▶ **STATED PROBLEM**:
Beginning at the line that contains "the buddha's face", transcribe the remaining lines of the listing exactly; include the final line and omit everything before.

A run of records
--
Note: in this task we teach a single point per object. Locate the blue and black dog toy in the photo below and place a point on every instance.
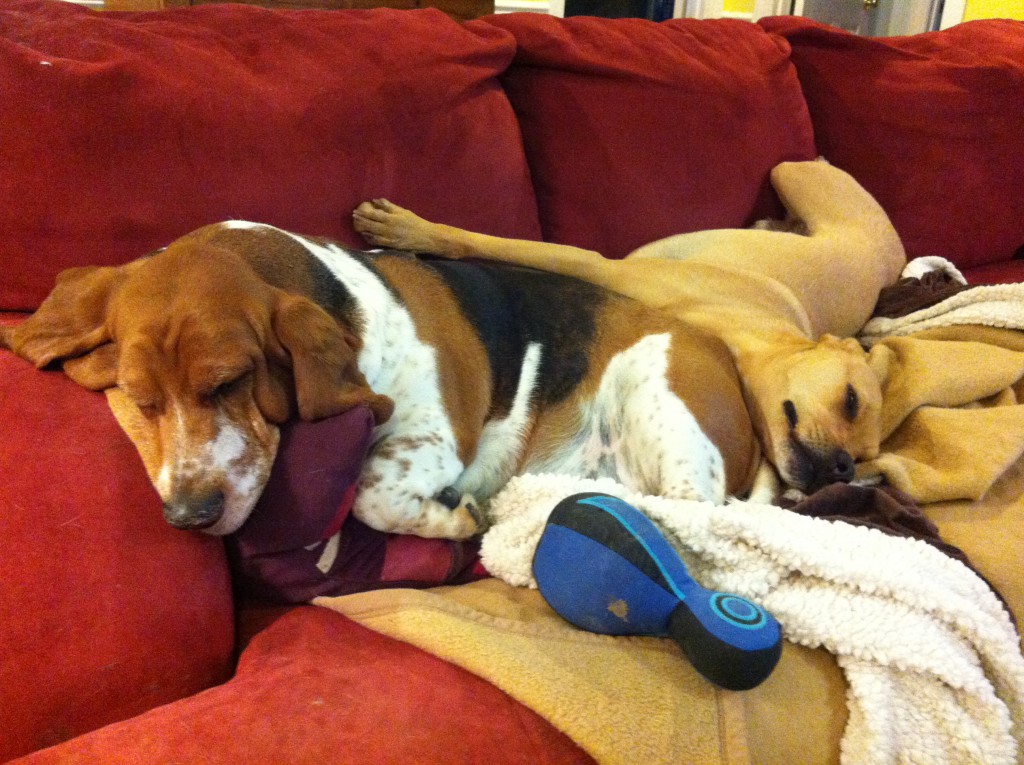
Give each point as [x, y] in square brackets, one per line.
[604, 566]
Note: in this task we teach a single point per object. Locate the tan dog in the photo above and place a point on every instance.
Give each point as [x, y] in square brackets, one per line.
[778, 299]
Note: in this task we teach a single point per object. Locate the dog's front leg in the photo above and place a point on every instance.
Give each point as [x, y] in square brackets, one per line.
[407, 486]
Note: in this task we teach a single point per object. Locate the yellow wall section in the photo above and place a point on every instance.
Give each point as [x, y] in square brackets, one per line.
[975, 8]
[990, 9]
[747, 6]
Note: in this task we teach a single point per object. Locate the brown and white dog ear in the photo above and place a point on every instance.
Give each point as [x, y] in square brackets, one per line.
[72, 325]
[324, 363]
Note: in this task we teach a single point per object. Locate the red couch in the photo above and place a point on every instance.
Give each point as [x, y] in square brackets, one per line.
[122, 639]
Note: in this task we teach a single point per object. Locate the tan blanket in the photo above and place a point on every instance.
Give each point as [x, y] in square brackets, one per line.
[628, 700]
[953, 393]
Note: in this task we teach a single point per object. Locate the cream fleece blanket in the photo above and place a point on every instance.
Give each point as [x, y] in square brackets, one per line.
[952, 391]
[932, 659]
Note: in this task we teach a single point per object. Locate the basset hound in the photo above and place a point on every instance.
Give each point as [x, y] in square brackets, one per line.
[473, 372]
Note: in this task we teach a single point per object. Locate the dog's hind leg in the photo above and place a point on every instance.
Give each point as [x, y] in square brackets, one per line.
[407, 487]
[383, 223]
[657, 443]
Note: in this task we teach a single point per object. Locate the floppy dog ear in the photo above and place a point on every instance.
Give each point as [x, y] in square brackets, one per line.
[327, 378]
[72, 325]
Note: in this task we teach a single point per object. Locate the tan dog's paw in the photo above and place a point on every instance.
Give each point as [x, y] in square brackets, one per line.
[383, 223]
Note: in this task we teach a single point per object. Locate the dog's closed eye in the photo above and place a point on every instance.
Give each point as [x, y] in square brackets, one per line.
[851, 406]
[791, 413]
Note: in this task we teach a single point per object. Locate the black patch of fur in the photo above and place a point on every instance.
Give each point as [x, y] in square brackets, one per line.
[512, 307]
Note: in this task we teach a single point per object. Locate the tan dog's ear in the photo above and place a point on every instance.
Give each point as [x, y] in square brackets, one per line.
[71, 324]
[327, 378]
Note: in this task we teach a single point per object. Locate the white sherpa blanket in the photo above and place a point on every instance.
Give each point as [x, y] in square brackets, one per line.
[932, 660]
[994, 305]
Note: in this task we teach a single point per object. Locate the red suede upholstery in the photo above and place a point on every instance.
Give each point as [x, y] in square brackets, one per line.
[104, 609]
[930, 124]
[157, 123]
[315, 687]
[635, 131]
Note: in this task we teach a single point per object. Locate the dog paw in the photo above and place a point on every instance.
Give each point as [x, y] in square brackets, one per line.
[385, 224]
[465, 510]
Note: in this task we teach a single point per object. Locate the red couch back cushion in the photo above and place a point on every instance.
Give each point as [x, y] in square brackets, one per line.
[105, 610]
[635, 131]
[930, 124]
[122, 131]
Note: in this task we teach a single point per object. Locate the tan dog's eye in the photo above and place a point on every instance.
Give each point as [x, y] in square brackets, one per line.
[150, 410]
[791, 413]
[852, 404]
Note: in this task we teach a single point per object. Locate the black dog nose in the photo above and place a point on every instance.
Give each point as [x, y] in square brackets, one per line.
[195, 513]
[843, 468]
[449, 497]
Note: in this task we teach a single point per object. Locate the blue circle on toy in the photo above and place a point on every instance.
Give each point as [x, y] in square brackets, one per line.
[738, 611]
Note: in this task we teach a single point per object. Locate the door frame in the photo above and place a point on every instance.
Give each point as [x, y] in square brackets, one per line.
[951, 10]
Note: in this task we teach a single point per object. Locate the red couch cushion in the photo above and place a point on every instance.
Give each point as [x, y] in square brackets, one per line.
[120, 132]
[104, 609]
[930, 124]
[636, 130]
[315, 687]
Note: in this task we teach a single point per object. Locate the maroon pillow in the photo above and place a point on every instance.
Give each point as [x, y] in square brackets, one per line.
[105, 610]
[301, 541]
[120, 132]
[636, 130]
[315, 687]
[930, 124]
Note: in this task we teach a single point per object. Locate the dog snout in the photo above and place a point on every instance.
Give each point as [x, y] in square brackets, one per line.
[195, 512]
[843, 467]
[832, 467]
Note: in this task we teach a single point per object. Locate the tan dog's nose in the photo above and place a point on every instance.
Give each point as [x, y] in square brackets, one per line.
[195, 512]
[843, 468]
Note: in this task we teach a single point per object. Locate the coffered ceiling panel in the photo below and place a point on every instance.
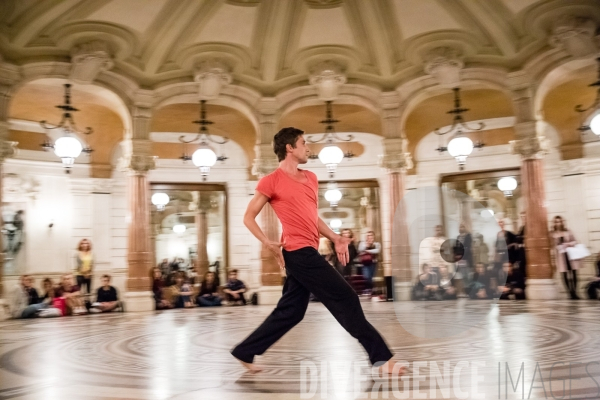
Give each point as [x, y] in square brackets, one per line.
[230, 24]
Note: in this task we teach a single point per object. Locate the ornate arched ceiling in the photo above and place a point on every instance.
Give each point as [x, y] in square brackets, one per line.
[272, 44]
[482, 104]
[558, 109]
[228, 123]
[38, 100]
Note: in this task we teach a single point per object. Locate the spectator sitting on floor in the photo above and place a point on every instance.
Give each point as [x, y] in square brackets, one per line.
[19, 301]
[209, 295]
[106, 297]
[235, 289]
[72, 295]
[427, 286]
[158, 285]
[514, 283]
[32, 295]
[480, 287]
[181, 293]
[594, 285]
[447, 285]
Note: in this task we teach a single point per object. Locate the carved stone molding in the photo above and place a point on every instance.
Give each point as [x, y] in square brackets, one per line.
[575, 35]
[212, 75]
[90, 59]
[444, 64]
[327, 77]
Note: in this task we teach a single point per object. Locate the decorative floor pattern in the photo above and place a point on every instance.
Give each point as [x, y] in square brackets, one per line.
[184, 354]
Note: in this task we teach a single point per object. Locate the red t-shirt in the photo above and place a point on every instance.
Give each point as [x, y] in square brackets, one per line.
[295, 204]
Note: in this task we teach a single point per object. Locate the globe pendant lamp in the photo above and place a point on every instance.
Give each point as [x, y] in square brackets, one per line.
[67, 147]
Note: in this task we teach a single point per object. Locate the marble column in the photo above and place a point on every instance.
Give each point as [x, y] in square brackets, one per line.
[7, 150]
[138, 161]
[396, 161]
[531, 147]
[202, 232]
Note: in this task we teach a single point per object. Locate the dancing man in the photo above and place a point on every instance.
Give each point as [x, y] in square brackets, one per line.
[293, 194]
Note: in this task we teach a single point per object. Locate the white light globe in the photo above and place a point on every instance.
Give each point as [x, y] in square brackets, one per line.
[160, 200]
[460, 147]
[67, 147]
[179, 228]
[331, 155]
[333, 195]
[595, 124]
[204, 157]
[507, 184]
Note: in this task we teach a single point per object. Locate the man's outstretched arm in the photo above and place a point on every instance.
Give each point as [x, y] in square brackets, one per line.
[254, 207]
[340, 242]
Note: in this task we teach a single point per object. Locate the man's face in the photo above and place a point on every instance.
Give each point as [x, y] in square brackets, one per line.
[301, 152]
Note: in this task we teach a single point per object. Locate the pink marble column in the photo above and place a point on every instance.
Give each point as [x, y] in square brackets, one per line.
[537, 242]
[400, 239]
[202, 231]
[139, 252]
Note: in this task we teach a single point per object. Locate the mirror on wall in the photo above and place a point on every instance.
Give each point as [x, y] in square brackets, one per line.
[189, 228]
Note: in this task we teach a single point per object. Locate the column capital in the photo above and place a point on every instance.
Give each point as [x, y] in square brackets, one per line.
[396, 157]
[266, 161]
[529, 145]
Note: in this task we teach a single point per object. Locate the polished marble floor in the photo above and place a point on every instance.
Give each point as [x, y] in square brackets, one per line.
[183, 354]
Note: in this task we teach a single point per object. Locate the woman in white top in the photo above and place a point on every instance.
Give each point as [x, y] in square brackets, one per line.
[563, 238]
[368, 253]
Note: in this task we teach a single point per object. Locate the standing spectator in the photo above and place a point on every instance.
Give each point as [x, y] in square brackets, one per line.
[594, 285]
[346, 270]
[506, 242]
[85, 265]
[511, 283]
[235, 289]
[72, 294]
[106, 298]
[563, 239]
[158, 285]
[209, 291]
[19, 301]
[368, 252]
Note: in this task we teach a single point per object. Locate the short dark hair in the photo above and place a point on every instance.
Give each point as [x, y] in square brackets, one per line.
[283, 138]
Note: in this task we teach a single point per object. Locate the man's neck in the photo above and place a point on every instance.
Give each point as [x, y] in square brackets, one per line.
[289, 165]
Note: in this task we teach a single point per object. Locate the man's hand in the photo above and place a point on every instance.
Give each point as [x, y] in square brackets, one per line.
[275, 248]
[341, 249]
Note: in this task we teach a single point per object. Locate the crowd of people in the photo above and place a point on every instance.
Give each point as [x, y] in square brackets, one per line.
[505, 276]
[180, 289]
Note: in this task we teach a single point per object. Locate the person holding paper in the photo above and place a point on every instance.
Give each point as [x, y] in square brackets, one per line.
[563, 239]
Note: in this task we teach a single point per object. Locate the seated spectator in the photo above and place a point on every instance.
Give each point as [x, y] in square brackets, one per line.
[72, 295]
[106, 298]
[447, 284]
[180, 293]
[480, 286]
[235, 289]
[19, 301]
[512, 283]
[594, 285]
[209, 291]
[427, 286]
[158, 287]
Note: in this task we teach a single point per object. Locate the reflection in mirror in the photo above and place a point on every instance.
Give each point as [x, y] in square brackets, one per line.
[189, 232]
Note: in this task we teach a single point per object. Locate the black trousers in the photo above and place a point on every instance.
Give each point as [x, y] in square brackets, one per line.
[308, 272]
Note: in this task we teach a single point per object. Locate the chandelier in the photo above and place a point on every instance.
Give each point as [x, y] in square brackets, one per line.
[67, 147]
[460, 146]
[330, 155]
[594, 125]
[204, 157]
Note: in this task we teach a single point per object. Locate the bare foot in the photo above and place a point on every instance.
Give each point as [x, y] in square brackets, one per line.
[388, 368]
[252, 368]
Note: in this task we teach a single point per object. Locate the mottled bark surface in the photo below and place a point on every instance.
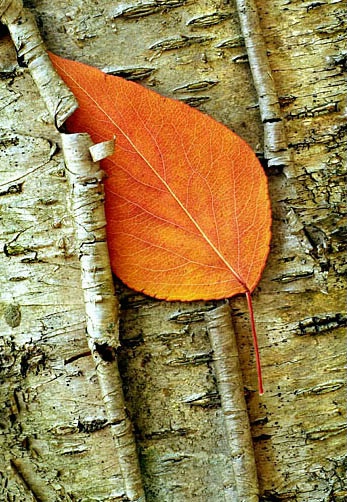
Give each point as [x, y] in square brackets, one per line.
[55, 440]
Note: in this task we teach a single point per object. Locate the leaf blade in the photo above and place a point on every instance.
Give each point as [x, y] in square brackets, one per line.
[185, 220]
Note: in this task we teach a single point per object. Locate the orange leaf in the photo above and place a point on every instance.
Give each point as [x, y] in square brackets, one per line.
[187, 206]
[187, 203]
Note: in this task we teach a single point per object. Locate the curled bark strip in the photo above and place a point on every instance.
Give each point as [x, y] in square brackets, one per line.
[21, 24]
[230, 386]
[275, 138]
[100, 301]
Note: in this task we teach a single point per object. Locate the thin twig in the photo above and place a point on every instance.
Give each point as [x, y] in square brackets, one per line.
[275, 137]
[22, 26]
[101, 304]
[230, 387]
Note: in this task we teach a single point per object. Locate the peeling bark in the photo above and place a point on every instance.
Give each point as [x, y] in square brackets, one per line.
[52, 415]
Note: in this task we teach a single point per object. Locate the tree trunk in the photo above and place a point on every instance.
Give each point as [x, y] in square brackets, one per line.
[56, 440]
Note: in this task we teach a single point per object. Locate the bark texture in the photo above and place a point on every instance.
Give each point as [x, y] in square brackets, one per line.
[56, 443]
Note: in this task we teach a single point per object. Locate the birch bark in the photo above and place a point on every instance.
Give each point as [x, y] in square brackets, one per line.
[55, 434]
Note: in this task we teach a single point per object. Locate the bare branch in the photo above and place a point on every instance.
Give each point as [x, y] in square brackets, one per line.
[230, 387]
[101, 304]
[21, 24]
[275, 137]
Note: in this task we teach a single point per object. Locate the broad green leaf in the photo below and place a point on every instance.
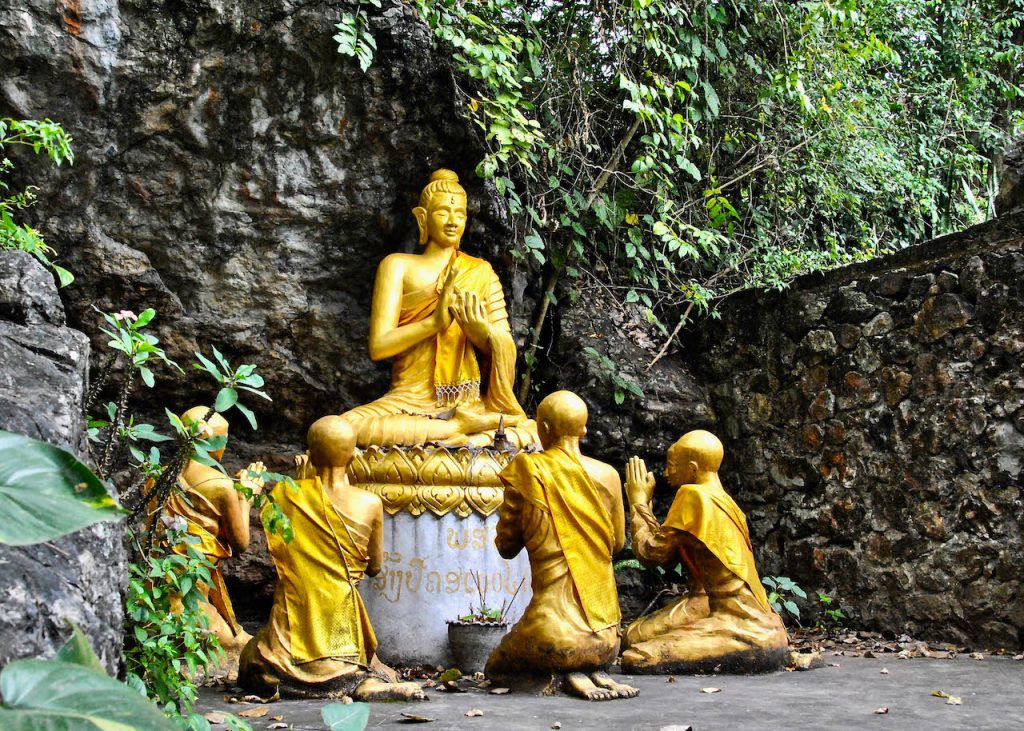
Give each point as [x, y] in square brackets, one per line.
[53, 694]
[45, 492]
[346, 717]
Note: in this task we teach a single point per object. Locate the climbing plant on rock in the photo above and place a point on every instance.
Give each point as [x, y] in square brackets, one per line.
[678, 152]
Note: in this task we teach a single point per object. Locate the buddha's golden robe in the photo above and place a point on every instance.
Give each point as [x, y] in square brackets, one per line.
[446, 371]
[554, 510]
[318, 634]
[727, 614]
[204, 521]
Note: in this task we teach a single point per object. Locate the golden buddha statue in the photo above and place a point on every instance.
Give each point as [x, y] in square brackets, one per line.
[440, 315]
[318, 641]
[566, 510]
[726, 620]
[217, 515]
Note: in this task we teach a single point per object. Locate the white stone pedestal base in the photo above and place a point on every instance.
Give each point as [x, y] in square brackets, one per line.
[426, 579]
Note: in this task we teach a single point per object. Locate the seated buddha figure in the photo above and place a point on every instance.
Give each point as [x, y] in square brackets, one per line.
[440, 316]
[216, 516]
[566, 511]
[725, 620]
[318, 641]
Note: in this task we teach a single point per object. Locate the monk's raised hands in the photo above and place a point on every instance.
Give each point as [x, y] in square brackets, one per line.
[639, 482]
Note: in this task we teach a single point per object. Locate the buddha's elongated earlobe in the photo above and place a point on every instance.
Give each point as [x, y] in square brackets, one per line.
[421, 218]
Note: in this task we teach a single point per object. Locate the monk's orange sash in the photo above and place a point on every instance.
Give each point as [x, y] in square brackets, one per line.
[318, 571]
[557, 480]
[713, 517]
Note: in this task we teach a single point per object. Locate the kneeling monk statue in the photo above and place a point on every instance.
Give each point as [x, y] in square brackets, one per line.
[566, 510]
[441, 316]
[217, 516]
[318, 642]
[725, 620]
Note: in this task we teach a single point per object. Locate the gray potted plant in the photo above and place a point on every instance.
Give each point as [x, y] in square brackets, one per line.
[473, 637]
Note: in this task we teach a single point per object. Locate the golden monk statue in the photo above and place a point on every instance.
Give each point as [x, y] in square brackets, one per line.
[725, 620]
[318, 641]
[440, 315]
[217, 515]
[566, 510]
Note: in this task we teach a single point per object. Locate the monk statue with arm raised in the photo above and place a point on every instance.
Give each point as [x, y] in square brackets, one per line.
[217, 516]
[440, 315]
[566, 510]
[726, 620]
[318, 641]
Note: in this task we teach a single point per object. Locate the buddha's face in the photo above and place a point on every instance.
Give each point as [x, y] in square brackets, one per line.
[446, 219]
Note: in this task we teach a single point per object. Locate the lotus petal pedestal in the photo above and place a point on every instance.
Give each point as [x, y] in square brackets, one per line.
[440, 512]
--
▶ **COMPLETE OUTPUT**:
Note: in this task we teach a single point per object. Locate the buddha's face in the photo above and place a point on every instance.
Give each point as [x, y] in square brackets, one per line.
[446, 219]
Note: in this task we teach a single point per object. Locate the lotus petal pedestal in the photo above and place a point on every instance.
Give each point as [x, y] in square brackets, one per line.
[440, 512]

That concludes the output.